- [PROMPT]: Please quote every item below word for word, leaving the pictures out of your answer.

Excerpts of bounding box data
•••••
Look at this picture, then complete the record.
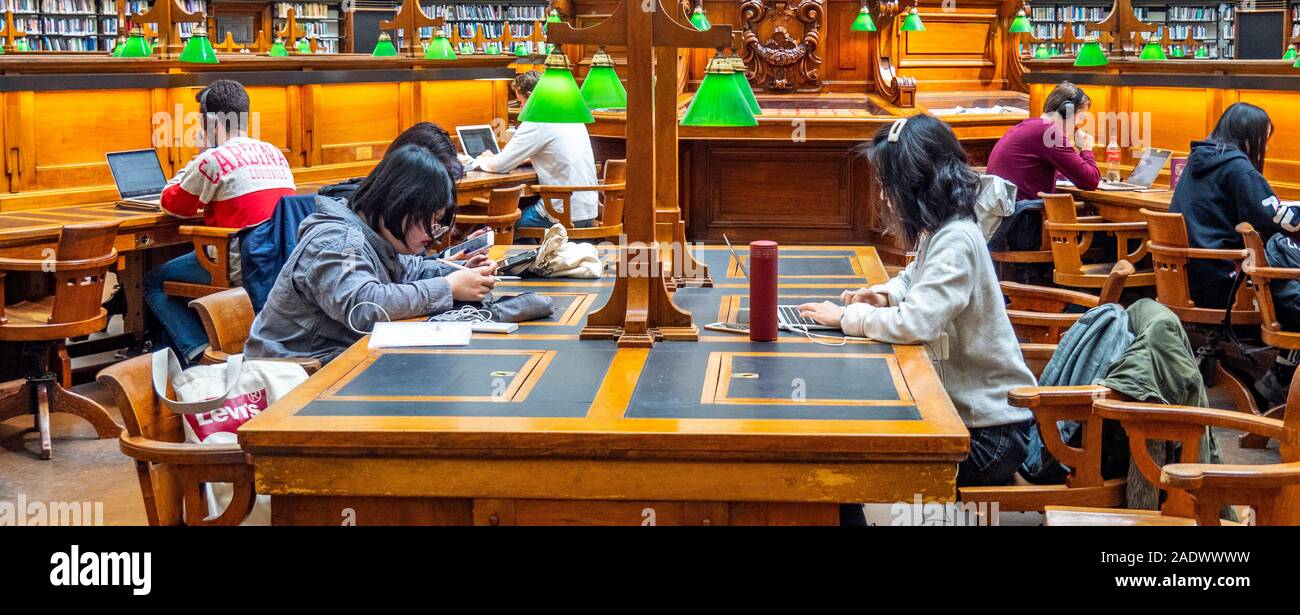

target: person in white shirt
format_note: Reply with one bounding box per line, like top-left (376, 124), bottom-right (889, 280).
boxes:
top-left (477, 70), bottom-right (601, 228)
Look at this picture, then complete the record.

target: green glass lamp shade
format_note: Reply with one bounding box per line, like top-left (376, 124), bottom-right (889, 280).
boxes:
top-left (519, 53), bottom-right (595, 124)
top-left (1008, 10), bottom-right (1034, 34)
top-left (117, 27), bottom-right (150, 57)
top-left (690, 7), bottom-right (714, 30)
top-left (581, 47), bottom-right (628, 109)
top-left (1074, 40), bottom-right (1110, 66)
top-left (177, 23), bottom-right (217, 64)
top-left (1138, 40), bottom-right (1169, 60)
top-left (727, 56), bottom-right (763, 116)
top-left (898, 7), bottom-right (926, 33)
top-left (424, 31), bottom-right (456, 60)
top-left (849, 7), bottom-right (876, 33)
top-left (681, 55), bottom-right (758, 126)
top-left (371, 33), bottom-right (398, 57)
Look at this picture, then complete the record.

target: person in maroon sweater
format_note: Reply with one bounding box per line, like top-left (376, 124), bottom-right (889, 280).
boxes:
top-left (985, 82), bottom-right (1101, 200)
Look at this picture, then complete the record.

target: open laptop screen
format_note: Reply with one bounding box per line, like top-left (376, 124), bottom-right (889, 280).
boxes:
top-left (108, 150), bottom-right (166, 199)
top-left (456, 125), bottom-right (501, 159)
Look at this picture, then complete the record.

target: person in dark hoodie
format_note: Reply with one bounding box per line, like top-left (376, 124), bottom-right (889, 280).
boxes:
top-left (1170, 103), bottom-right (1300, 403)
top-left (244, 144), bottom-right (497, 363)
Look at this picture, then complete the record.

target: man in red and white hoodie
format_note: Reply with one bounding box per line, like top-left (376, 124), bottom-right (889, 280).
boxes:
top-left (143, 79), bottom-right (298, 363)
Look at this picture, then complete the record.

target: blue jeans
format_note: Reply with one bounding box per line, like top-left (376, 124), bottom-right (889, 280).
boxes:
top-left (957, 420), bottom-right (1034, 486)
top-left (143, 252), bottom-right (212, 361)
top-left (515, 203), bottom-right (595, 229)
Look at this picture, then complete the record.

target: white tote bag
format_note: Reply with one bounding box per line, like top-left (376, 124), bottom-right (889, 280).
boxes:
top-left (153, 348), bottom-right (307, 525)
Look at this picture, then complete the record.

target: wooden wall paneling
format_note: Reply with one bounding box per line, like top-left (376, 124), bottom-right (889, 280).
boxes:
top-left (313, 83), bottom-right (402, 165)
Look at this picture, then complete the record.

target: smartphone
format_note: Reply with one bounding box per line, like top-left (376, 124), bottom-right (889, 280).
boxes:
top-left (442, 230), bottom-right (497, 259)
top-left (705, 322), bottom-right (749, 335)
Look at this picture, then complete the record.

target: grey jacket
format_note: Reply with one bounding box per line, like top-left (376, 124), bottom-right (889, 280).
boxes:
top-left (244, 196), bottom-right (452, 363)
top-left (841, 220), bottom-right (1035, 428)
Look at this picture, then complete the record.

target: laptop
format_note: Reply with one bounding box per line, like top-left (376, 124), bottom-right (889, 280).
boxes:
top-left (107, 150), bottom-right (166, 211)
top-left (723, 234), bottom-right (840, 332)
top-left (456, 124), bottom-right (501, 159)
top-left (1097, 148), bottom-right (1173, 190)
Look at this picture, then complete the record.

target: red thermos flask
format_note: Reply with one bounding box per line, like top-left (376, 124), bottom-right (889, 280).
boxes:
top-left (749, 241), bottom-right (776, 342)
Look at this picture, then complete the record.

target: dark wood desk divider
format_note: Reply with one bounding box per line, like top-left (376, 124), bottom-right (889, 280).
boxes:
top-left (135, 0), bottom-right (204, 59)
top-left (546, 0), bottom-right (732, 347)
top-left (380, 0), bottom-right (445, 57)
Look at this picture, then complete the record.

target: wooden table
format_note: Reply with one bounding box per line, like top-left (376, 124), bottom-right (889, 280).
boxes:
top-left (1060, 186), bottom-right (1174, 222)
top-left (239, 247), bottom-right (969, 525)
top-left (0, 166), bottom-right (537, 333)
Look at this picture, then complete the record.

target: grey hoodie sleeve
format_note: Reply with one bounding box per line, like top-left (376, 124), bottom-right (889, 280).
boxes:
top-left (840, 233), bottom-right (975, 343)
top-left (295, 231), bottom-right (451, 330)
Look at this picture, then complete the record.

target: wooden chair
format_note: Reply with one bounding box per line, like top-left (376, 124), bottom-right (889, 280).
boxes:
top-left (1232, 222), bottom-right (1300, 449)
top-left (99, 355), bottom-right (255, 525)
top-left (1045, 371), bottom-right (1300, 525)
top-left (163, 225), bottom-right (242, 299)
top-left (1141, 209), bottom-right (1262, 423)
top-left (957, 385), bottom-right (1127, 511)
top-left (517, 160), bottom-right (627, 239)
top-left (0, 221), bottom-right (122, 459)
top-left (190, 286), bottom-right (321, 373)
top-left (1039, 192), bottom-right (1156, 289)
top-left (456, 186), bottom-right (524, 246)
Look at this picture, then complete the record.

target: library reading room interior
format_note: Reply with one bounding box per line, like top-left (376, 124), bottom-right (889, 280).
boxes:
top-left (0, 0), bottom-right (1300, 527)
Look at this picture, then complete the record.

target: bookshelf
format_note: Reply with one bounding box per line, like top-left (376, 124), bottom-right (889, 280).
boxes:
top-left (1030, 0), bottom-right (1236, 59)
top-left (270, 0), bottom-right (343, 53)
•••••
- [RESPONSE]:
Look at this picture, then complete the record.

target: person in white shirt
format_note: Reply with one bounding box per line, like top-left (376, 124), bottom-right (889, 280).
boxes:
top-left (477, 70), bottom-right (601, 228)
Look at this picture, then complete the record.

target: green glass lamp shade
format_note: Reply with one bounding box per line, like top-left (376, 124), bottom-right (889, 280).
boxes:
top-left (519, 53), bottom-right (595, 124)
top-left (1008, 10), bottom-right (1034, 34)
top-left (117, 27), bottom-right (150, 57)
top-left (690, 7), bottom-right (714, 30)
top-left (581, 47), bottom-right (628, 109)
top-left (1074, 40), bottom-right (1110, 66)
top-left (177, 23), bottom-right (217, 64)
top-left (1138, 40), bottom-right (1169, 60)
top-left (727, 56), bottom-right (763, 116)
top-left (898, 7), bottom-right (926, 33)
top-left (424, 31), bottom-right (456, 60)
top-left (849, 7), bottom-right (876, 33)
top-left (681, 55), bottom-right (758, 126)
top-left (371, 33), bottom-right (398, 57)
Look at this picture, then complete the record.

target: person in maroon sweater
format_note: Reply with one bounding box per line, like top-left (376, 124), bottom-right (889, 280).
boxes:
top-left (985, 82), bottom-right (1101, 200)
Look at this picture, then complete the record.

target: open laptop screen
format_note: Reply with one bounding box per line, like top-left (376, 124), bottom-right (889, 280).
boxes:
top-left (108, 150), bottom-right (166, 199)
top-left (456, 125), bottom-right (501, 159)
Look at this picture, then complete the record.

target: person in dark hoodie
format_note: Reply with one bounding box per line, like top-left (376, 124), bottom-right (889, 280).
boxes:
top-left (1170, 103), bottom-right (1300, 403)
top-left (244, 144), bottom-right (497, 363)
Look at this picture, then complete the record.

target: man in red and white hoodie
format_note: Reply with one bounding box per line, like top-left (376, 124), bottom-right (889, 280).
boxes:
top-left (143, 79), bottom-right (298, 363)
Look at this picture, then complete the record.

target: blue jeans
format_note: Reply with one bounding box per line, like top-left (376, 124), bottom-right (889, 280).
boxes:
top-left (957, 420), bottom-right (1034, 486)
top-left (143, 252), bottom-right (212, 361)
top-left (515, 203), bottom-right (595, 229)
Look at this picture, then complete the record.

target: white tote bag
format_note: Reply with one bounding box per line, like top-left (376, 124), bottom-right (889, 280).
boxes:
top-left (153, 348), bottom-right (307, 525)
Look at this picture, then complete the record.

target: wooden wall paneling
format_note: Reply with one bounding box per line, like top-left (376, 124), bottom-right (889, 280).
boxes:
top-left (313, 83), bottom-right (402, 165)
Look at this picture, then complete the record.

target: smartphone
format_note: Reply with one bounding box per line, like top-left (376, 124), bottom-right (889, 280).
boxes:
top-left (442, 230), bottom-right (497, 259)
top-left (705, 322), bottom-right (749, 335)
Look at this picture, then complete the record.

target: grey jacket
format_note: Reply with one bounding box per line, like top-left (376, 124), bottom-right (889, 280).
boxes:
top-left (244, 196), bottom-right (452, 363)
top-left (841, 220), bottom-right (1035, 428)
Look at this picture, then complete the record.

target: laptop
format_note: Reply with one bounding box per line, like top-left (376, 124), bottom-right (889, 280).
boxes:
top-left (107, 150), bottom-right (166, 211)
top-left (723, 234), bottom-right (840, 332)
top-left (456, 124), bottom-right (501, 159)
top-left (1097, 148), bottom-right (1173, 190)
Look at this picture, then complete the record.

target: red thermos flask
format_note: Reply with one bounding box per line, like top-left (376, 124), bottom-right (889, 280).
boxes:
top-left (749, 241), bottom-right (776, 342)
Look at this picture, then complete the record.

target: dark wood desk divider
format_note: Reply with one bounding box per line, like top-left (376, 124), bottom-right (889, 280).
boxes:
top-left (135, 0), bottom-right (204, 59)
top-left (546, 0), bottom-right (732, 347)
top-left (380, 0), bottom-right (445, 57)
Look at this picture, then complete the record.

target: wooden table
format_note: Reply with one bounding box per line, like top-left (376, 124), bottom-right (889, 280).
boxes:
top-left (1060, 186), bottom-right (1174, 222)
top-left (239, 247), bottom-right (969, 525)
top-left (0, 166), bottom-right (537, 333)
Look at this picture, then complete the record.

target: grey hoodie sleeve
format_note: Reply with one bounding box per line, like top-left (376, 124), bottom-right (889, 280).
boxes:
top-left (840, 233), bottom-right (975, 343)
top-left (295, 231), bottom-right (451, 330)
Look at this picture, then complete the record.

target: wooden chair
format_note: Reply with one bounding box per line, like top-left (376, 124), bottom-right (889, 280).
boxes:
top-left (1232, 222), bottom-right (1300, 449)
top-left (99, 355), bottom-right (255, 525)
top-left (1045, 371), bottom-right (1300, 525)
top-left (163, 225), bottom-right (242, 299)
top-left (1141, 209), bottom-right (1262, 423)
top-left (957, 385), bottom-right (1127, 511)
top-left (517, 160), bottom-right (627, 239)
top-left (0, 221), bottom-right (122, 459)
top-left (190, 286), bottom-right (321, 373)
top-left (1039, 192), bottom-right (1156, 289)
top-left (456, 186), bottom-right (524, 246)
Look at this picture, then complete the record.

target: library reading room interior
format_note: Reply with one bounding box per line, like top-left (376, 124), bottom-right (889, 280).
boxes:
top-left (0, 0), bottom-right (1300, 527)
Look at this picture, then complete the record.

target: bookshelf
format_note: Reply with one bounding box per line, like top-left (376, 124), bottom-right (889, 280).
boxes:
top-left (1030, 0), bottom-right (1236, 59)
top-left (270, 0), bottom-right (343, 53)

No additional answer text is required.